*RECORDS FOR THIS EXERCISE*
** Start **

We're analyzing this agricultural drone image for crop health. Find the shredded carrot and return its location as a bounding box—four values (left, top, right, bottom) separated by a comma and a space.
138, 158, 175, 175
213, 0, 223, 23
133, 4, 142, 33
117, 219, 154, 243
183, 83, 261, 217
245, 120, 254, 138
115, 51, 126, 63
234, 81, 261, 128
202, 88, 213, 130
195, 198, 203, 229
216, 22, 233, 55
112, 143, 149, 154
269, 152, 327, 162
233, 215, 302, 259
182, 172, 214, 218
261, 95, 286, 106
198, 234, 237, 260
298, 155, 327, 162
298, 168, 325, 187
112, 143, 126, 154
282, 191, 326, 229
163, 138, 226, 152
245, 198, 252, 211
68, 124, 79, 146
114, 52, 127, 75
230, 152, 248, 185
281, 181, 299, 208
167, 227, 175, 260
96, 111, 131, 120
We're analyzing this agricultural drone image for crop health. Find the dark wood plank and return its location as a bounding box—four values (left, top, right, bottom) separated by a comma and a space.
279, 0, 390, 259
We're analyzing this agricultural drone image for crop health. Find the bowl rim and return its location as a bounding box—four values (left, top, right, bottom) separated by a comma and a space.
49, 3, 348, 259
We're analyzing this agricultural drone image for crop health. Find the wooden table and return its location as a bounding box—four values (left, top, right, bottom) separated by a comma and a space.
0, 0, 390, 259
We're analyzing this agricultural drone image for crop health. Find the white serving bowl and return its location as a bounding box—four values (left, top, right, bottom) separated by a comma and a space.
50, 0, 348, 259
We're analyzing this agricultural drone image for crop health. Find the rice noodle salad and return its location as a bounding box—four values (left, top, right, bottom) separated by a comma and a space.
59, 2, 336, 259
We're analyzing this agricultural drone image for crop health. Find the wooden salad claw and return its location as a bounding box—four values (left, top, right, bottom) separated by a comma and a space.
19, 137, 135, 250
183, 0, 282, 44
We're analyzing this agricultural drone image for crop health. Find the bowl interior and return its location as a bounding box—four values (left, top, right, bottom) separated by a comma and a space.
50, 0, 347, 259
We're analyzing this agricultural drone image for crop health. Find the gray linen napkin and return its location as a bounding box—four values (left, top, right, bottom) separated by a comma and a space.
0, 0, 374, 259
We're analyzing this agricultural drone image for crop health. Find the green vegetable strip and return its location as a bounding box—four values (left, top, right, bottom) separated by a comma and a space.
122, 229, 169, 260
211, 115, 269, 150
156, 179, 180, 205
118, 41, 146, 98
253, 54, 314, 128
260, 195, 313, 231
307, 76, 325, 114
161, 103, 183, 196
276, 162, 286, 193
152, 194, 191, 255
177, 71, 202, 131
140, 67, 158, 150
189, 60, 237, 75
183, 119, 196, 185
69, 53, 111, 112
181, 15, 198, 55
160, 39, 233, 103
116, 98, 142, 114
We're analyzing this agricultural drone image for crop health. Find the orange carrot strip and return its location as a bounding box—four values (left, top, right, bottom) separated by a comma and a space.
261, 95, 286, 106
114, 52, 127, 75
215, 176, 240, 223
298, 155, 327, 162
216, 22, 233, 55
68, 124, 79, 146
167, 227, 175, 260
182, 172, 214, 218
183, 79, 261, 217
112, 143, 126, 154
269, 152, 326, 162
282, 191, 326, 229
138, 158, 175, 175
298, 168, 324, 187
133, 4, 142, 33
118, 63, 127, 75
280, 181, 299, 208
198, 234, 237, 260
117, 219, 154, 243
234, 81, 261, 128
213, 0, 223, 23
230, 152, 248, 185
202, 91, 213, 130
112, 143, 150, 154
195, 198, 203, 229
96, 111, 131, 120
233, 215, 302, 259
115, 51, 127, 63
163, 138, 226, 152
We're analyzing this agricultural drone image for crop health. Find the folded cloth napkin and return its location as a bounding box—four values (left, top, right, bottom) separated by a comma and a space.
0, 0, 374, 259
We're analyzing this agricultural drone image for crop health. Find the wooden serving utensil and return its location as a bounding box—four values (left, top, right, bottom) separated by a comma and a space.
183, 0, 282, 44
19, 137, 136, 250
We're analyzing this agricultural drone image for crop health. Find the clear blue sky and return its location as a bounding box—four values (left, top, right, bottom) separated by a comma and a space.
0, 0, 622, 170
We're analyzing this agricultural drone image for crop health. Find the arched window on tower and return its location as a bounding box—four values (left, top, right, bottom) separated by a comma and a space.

** End **

*PROBLEM TO WORK ON*
Copy out every line from the line with "Find the gray" to the line with "116, 98, 142, 114", including both of those lines and the wording of each item unchanged, but add 75 to every bounding box coordinate in the answers.

*THE REPLY*
We're analyzing this agricultural drone image for crop health. Find the gray linen napkin and return its location as a bounding box—four values (left, top, right, bottom) separated by a comma and a space.
75, 75, 449, 334
We're analyzing this agricultural drone image for crop health. Find the green vegetable strip and return its location as a bounding box—four values (left, top, right, bottom) separated by a comma and a space.
197, 304, 244, 335
286, 190, 344, 225
231, 254, 255, 280
193, 116, 221, 173
328, 129, 389, 203
335, 270, 388, 306
382, 151, 400, 189
236, 178, 258, 271
351, 237, 361, 268
227, 269, 266, 330
252, 146, 277, 206
215, 142, 233, 225
264, 135, 312, 150
258, 194, 271, 260
144, 128, 186, 187
256, 90, 273, 130
235, 114, 308, 178
191, 173, 217, 189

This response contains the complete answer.